═════ THE INPUT

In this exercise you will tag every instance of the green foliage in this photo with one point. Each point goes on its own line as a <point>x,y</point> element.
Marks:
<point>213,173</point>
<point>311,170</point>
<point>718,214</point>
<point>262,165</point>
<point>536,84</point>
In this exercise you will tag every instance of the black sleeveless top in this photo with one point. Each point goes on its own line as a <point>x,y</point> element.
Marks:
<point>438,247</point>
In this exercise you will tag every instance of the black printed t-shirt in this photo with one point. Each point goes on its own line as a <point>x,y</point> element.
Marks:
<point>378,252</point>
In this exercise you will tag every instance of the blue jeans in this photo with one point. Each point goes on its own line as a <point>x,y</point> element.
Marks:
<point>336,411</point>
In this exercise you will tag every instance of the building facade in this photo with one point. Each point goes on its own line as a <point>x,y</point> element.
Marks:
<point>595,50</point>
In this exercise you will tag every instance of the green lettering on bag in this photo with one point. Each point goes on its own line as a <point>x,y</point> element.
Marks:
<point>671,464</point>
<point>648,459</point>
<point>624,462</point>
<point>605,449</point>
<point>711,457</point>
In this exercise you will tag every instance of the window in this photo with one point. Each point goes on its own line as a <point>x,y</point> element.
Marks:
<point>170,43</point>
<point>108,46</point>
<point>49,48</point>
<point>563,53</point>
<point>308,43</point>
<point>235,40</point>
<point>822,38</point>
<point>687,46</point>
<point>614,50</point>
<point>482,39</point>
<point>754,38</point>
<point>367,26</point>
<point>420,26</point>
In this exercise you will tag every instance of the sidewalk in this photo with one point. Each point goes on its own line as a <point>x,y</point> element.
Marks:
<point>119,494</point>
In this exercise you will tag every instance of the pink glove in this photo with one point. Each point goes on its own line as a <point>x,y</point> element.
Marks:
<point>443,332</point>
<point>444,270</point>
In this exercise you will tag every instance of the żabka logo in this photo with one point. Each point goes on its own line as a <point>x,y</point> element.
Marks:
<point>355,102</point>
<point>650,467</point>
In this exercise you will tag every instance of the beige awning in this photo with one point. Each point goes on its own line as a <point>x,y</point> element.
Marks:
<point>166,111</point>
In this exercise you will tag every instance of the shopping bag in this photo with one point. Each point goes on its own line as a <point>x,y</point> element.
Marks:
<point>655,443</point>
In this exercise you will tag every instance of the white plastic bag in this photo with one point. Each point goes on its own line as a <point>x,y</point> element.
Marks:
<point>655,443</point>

══════════

*SET EXERCISE*
Give again only the lines starting at the one that contains "In this exercise you will tag every instance of the sidewalk" and running to the end of the data.

*REPLY*
In this exercise you will tag every instance of the sidewalk in this photo with one point. Each point goes on its own line as a <point>x,y</point> element.
Marks:
<point>119,494</point>
In this exercise you will tag every instance of the pink glove in this photo with one point. Each point goes on its own line as a <point>x,y</point> element.
Marks:
<point>443,332</point>
<point>444,270</point>
In this exercise you will tag every instance of the żabka logo in this photo with one point. Each point goes on its own line as a <point>x,y</point> element.
Marks:
<point>355,102</point>
<point>650,467</point>
In this exercise you will tag every instance of the beige awning in this photo with one point. Each point goes on its own line as a <point>x,y</point> element.
Marks:
<point>166,111</point>
In this exercise you will tag every instance of the shopping bag in this photo with one point. Each point goes on its own line as a <point>x,y</point> element.
Marks:
<point>655,443</point>
In this exercise you will tag every instance of the white plastic bag in this photo with one point. Each point goes on its own line as a <point>x,y</point> element.
Marks:
<point>655,443</point>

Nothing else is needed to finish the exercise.